Consigne
D'après l'extrait fourni, quelle leçon figure, dans l'une des deux versions connues de « Tête de faune », à la place de « De fleurs splendides » ?

Extrait fourni
━━━━━━━━━━━━━━━━━━━━

Il faut toutefois noter qu'il existe deux versions connues de "Tête de faune", dont l'une ne comporte pas la leçon "De fleurs splendides", mais "D'énormes fleurs..."
Une autre idée dont je ne manque pas de vous faire profiter c'est que la mention "yeux" à la rime dans "Tête de faune" est du coup contemporaine dans sa mention à la rime du dernier vers de "Voyelles". Prenez ça, c'est cadeau !
Je rappelle que j'ai déjà énormément insisté sur les parentés de mots à la rime entre "Le Bateau ivre", "Les Corbeaux", "Voyelles", "Les Mains de Jeanne-Marie", tous poèmes composés selon toute vraisemblance dans les deux, trois premiers mois de l'année 1872, tout comme "Tête de faune".

━━━━━━━━━━━━━━━━━━━━

Données
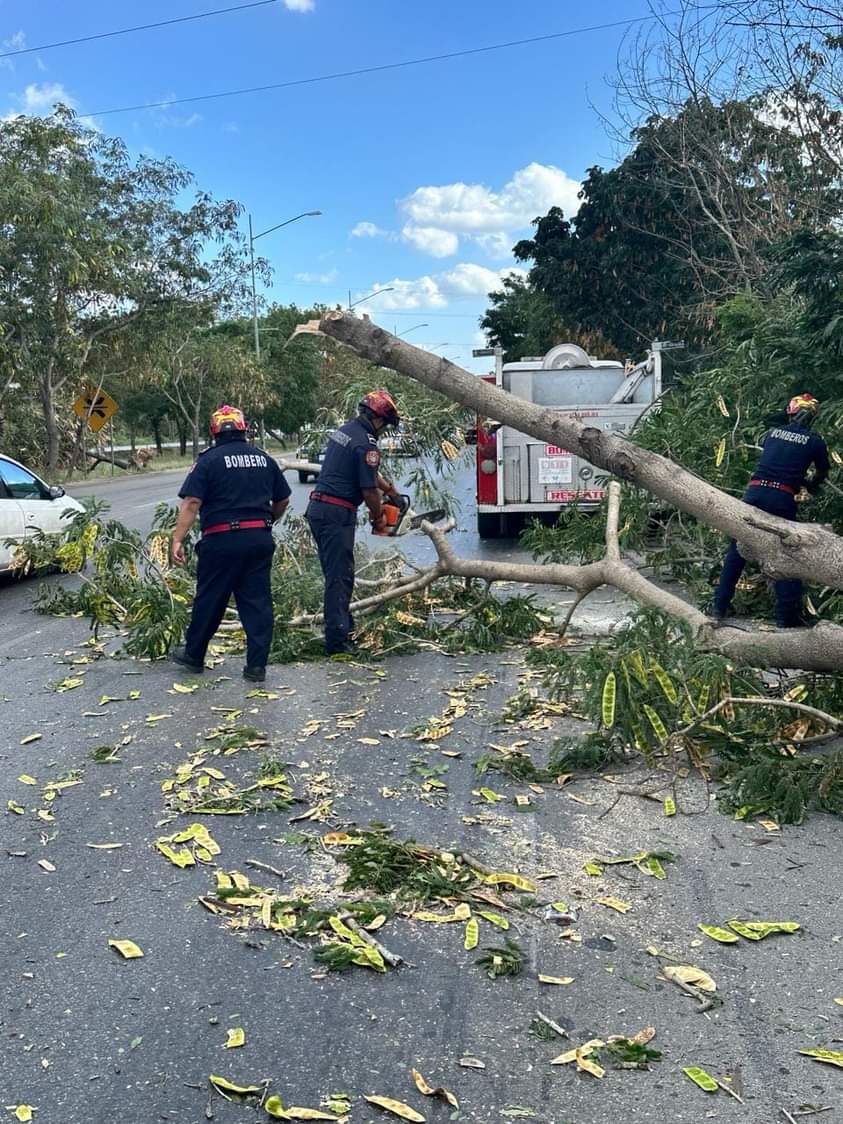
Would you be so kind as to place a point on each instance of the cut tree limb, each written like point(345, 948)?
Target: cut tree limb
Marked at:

━━━━━━━━━━━━━━━━━━━━

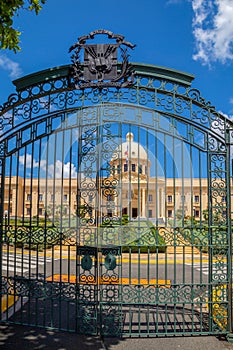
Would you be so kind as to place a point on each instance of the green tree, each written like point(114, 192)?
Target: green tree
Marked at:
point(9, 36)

━━━━━━━━━━━━━━━━━━━━

Réponse proposée
Cette version porte la leçon « D'énormes fleurs... ».